#### Text segment
┄┄┄┄┄┄┄┄┄┄

Case study: successful disconnection of a traditional floating production storage and off-loading unit

Sashi Gajula A C and Bertrand Peuchot B
+ Author Affiliations
- Author Affiliations

A Eni Australia, 226 Adelaide Tce, Perth, WA 6000, Australia.

B 1120 Hay Street, West Perth, WA 6005, Australia.

C Corresponding author. Email: sashi.gajula@eni.com

The APPEA Journal 58(1) 72-83 https://doi.org/10.1071/AJ17080
Submitted: 27 November 2017  Accepted: 16 February 2018   Published: 28 May 2018

Abstract

Decommissioning a producing asset within a low oil-price market scenario with a possibility of resuming production at a later stage is becoming a frequent task. The main objective of the offshore campaign is to release the floating production storage and off-loading unit (FPSO) at the earliest time by disconnecting all production risers, umbilical and mooring chains, and ensuring integrity of the subsea assets for future use.

The entire project for the disconnection of this FPSO was managed in four phases. The first two phases were related to shutdown of production and FPSO clean-up. The FPSO readiness for disconnection was required before the final two phases: disconnection of risers and mooring lines.

Detailed engineering was carried out in consultation with various stakeholders involved in the project: the regulator, the company, the FPSO owner and the installation contractor. Through feasibility studies, the best option was selected, which included innovative solutions to reduce overall offshore duration and project costs. The project was successfully completed by meeting the key objective of early departure of the FPSO without lost time injury or any significant environmental incidents.

Keywords: gate valve intervention tool, pre-decommissioning.

Introduction

The Floating Production Storage and Off-loading Unit (FPSO) was located in the Timor Sea approximatively 500 km off the Australian coast. The field comprises three subsea production wells at water depths of ~300–450 m. These wells were tied back to an internal turret in the FPSO which was moored within 325 m of water depth.

Subsea wells were controlled by an electrohydraulic control system. The electrohydraulic control system comprised a main umbilical starting from the FPSO and terminating at the Umbilical Termination Assembly (UTA). The UTA was connected to a Subsea Distribution Unit (SDU) by means of electrohydraulic flying leads. Two infield umbilicals were connected to the SDU and to the subsea horizontal Christmas trees (HXT). The third subsea tree was connected to the SDU by means of electrohydraulic flying leads.

Key milestones achieved during FPSO decommissioning were:

  • Zero lost time injury (LTI) and no significant environmental incidents

  • Project completed within schedule and budget

  • Integrity requirements of the subsea assets were achieved and were ready for future use.


Decommissioning and abandonment approach

All operations related to the decommissioning campaign were designed and carefully planned, keeping the following factors in mind:

  • Environmental impact

  • Emission and energy consumption

  • Health and safety

  • Public acceptability

  • Technical feasibility

  • Cost optimisation.

This decommissioning project has been managed through the following main steps:

  • Step 1: Decommissioning detailed engineering is aimed at selecting the best decommissioning option.

┄┄┄┄┄┄┄┄┄┄

#### Data provided

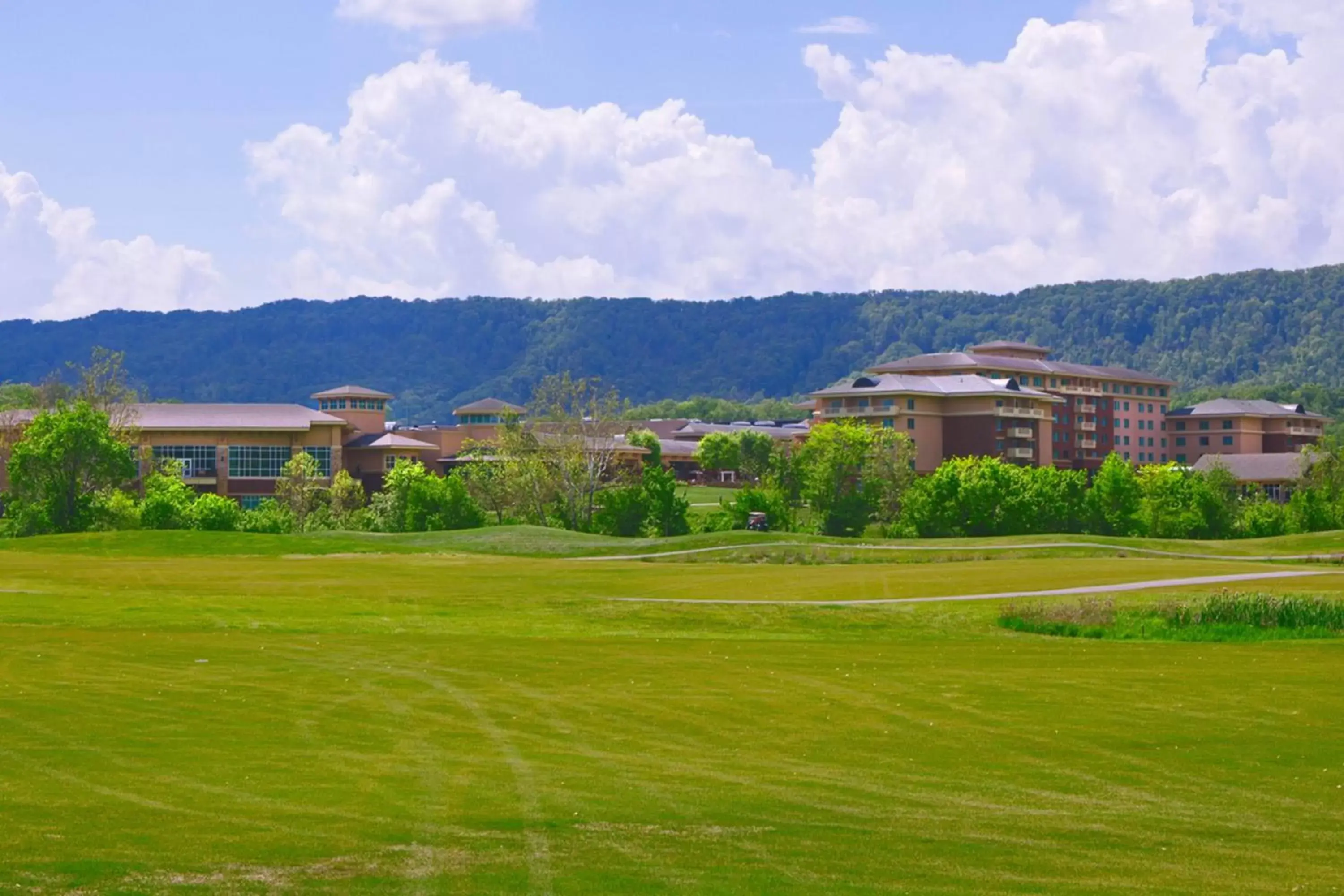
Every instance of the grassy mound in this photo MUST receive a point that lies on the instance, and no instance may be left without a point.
(1219, 617)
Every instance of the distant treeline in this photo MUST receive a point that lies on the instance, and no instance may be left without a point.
(1260, 328)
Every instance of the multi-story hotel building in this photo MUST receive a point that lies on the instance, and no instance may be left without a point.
(238, 450)
(1230, 426)
(952, 416)
(1103, 409)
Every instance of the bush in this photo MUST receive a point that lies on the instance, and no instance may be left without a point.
(168, 500)
(624, 511)
(416, 500)
(268, 517)
(116, 511)
(214, 513)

┄┄┄┄┄┄┄┄┄┄

#### Tasks to complete
A - List every factor that the case study says was kept in mind when planning the decommissioning operations.
B - Output the lines of the rows that follow the case study as a JSON list of strings, one string per line, skipping blank lines. Leave the pictures out.
The rows are unrelated to the case study.

#### Set of answers
A -
- Environmental impact
- Emission and energy consumption
- Health and safety
- Public acceptability
- Technical feasibility
- Cost optimisation

B -
[
  "Every instance of the grassy mound in this photo MUST receive a point that lies on the instance, and no instance may be left without a point.",
  "(1219, 617)",
  "Every instance of the distant treeline in this photo MUST receive a point that lies on the instance, and no instance may be left without a point.",
  "(1260, 328)",
  "Every instance of the multi-story hotel building in this photo MUST receive a point that lies on the instance, and no instance may be left without a point.",
  "(238, 450)",
  "(1230, 426)",
  "(952, 416)",
  "(1103, 409)",
  "Every instance of the bush in this photo MUST receive a point that lies on the instance, and no instance may be left without a point.",
  "(168, 500)",
  "(624, 511)",
  "(416, 500)",
  "(268, 517)",
  "(116, 511)",
  "(214, 513)"
]